**Work instructions:** Lay out the rows from the line containing "Trace the outline of every instance of the <item>bare" through the end of the rows as a Markdown table with a No. column for the row number and a Text column for the line, leaving out blank lines.

(Segmentation dataset rows)
- - -
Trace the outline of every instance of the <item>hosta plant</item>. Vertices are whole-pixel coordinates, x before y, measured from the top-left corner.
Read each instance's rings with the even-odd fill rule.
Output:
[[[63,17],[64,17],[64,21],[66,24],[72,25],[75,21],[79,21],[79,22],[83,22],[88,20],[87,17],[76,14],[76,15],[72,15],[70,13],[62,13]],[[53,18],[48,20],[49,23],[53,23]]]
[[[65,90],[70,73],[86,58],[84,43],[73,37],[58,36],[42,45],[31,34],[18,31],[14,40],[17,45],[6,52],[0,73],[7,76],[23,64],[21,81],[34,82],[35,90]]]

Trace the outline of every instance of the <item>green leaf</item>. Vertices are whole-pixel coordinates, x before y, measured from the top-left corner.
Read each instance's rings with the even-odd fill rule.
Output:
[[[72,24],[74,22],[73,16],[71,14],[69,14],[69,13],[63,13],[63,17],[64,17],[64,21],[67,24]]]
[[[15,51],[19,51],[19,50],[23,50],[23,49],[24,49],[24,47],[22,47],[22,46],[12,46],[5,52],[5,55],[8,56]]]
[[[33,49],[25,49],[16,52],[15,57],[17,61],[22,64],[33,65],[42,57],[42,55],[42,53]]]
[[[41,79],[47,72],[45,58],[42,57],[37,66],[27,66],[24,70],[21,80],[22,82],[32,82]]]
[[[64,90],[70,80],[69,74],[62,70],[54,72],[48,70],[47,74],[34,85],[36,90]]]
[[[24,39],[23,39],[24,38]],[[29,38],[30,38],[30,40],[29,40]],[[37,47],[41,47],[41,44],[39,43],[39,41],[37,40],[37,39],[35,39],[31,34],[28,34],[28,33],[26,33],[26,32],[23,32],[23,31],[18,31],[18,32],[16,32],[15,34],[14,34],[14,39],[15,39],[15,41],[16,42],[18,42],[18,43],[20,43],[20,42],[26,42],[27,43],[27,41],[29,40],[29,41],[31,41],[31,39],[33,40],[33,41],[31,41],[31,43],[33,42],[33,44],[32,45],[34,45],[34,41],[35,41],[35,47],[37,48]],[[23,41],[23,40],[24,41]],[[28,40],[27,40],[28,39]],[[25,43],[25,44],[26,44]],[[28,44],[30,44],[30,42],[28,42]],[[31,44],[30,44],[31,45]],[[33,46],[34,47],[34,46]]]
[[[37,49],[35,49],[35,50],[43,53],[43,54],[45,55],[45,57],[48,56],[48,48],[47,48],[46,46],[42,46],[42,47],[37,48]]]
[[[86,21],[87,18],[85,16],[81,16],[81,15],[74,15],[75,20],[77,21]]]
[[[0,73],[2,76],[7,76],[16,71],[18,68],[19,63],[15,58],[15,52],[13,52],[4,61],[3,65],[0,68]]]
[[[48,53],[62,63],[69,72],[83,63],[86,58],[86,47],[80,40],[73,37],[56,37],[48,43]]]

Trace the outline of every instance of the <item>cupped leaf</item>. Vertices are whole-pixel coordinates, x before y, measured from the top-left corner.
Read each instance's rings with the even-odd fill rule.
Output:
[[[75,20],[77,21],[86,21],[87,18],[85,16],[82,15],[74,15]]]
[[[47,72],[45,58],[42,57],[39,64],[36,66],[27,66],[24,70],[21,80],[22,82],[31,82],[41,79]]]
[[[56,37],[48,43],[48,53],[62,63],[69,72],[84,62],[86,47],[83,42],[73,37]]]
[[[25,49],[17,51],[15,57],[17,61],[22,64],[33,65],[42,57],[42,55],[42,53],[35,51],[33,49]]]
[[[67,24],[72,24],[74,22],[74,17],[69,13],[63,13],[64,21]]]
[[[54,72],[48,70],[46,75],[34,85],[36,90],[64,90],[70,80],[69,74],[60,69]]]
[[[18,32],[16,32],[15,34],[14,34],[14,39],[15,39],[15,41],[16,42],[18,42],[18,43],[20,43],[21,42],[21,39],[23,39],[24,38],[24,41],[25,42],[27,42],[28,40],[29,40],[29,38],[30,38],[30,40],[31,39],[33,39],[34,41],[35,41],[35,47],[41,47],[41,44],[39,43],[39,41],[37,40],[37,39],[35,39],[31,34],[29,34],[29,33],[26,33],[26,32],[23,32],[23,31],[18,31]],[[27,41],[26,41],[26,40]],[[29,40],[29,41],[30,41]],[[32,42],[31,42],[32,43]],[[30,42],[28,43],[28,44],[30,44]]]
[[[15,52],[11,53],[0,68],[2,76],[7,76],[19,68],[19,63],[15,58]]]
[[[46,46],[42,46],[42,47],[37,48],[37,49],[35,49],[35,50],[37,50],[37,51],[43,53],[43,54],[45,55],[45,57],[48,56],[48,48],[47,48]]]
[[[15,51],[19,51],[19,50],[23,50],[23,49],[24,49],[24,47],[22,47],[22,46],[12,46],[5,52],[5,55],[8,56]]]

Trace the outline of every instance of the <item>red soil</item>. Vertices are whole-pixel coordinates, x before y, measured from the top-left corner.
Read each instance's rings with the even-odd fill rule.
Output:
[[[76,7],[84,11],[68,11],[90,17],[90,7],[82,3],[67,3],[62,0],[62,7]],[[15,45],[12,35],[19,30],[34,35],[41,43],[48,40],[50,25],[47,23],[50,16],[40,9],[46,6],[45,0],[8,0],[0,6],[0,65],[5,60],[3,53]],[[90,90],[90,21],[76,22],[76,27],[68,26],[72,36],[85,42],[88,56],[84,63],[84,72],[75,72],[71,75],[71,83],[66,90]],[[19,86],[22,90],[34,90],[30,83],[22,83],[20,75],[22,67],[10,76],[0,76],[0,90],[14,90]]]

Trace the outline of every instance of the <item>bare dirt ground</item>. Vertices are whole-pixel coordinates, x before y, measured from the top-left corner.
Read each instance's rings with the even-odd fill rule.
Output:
- - -
**Response to the exercise:**
| No. | Text |
|---|---|
| 1 | Trace the outline of every instance of the <item>bare dirt ground</item>. Vertices are whole-pixel coordinates, x before y, measured from the top-left corner. |
| 2 | Read each instance's rings with the even-odd fill rule. |
| 3 | Output: |